— Problem to work on —
In the data below, find every line that has the string "aurora", and copy it.

--- START ---

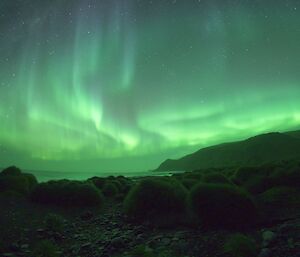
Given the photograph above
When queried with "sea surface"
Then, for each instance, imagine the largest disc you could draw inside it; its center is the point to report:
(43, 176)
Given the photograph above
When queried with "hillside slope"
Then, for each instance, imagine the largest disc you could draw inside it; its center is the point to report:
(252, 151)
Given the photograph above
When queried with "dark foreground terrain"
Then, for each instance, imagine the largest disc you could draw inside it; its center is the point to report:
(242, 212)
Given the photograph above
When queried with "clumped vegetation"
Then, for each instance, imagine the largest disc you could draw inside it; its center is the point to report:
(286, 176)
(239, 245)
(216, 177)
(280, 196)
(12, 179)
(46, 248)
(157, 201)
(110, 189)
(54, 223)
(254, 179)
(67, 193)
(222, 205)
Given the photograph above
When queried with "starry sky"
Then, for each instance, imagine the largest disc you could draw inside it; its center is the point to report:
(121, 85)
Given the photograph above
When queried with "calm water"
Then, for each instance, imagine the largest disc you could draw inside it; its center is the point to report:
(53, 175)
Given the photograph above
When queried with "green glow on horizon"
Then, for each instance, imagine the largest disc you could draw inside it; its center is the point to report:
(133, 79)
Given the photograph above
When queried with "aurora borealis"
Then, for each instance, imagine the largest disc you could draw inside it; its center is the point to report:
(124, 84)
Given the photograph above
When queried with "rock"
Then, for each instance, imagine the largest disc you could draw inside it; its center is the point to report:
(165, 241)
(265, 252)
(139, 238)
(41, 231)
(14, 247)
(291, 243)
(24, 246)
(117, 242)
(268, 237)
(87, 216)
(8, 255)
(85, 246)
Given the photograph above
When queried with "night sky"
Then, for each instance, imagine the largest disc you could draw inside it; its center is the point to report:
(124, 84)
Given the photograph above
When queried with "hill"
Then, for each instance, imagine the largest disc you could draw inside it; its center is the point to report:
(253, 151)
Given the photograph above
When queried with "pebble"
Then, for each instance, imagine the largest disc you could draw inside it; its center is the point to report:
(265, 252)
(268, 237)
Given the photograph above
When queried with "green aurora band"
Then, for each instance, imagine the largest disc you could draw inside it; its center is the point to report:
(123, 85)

--- END ---
--- START ---

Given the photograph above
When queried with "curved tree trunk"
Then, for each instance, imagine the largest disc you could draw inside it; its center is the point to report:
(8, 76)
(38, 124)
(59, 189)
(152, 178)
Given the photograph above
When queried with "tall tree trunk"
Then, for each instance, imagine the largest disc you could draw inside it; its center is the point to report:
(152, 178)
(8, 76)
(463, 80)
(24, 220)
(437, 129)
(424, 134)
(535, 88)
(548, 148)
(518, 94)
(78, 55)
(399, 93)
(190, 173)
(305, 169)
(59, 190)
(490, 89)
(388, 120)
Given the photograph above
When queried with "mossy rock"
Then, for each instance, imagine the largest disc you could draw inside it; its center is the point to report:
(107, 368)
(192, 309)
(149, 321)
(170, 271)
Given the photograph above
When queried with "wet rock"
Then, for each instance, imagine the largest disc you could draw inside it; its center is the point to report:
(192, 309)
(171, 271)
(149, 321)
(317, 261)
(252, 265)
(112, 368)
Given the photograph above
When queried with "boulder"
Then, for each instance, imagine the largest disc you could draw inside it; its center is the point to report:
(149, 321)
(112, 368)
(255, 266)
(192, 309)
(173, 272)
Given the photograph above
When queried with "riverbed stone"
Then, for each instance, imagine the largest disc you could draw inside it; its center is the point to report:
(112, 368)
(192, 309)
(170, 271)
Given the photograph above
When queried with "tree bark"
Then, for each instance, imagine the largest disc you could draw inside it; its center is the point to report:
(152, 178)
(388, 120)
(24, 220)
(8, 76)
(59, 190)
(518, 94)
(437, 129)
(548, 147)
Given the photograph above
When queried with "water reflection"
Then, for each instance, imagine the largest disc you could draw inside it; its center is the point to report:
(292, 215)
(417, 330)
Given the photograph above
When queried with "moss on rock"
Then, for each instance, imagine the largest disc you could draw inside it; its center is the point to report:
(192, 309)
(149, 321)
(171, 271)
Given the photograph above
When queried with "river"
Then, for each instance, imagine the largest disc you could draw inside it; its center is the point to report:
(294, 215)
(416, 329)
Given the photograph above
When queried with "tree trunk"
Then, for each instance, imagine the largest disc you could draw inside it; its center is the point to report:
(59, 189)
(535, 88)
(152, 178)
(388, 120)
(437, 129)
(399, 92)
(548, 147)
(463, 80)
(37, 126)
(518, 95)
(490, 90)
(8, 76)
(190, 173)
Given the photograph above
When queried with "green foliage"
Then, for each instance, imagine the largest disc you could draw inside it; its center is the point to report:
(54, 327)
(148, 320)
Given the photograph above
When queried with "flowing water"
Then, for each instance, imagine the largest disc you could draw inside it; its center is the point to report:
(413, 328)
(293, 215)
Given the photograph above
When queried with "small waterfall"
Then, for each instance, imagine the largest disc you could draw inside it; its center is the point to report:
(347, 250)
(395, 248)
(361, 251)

--- END ---

— Solution to this problem —
When queried with "aurora borealis"
When queried with "green aurora band"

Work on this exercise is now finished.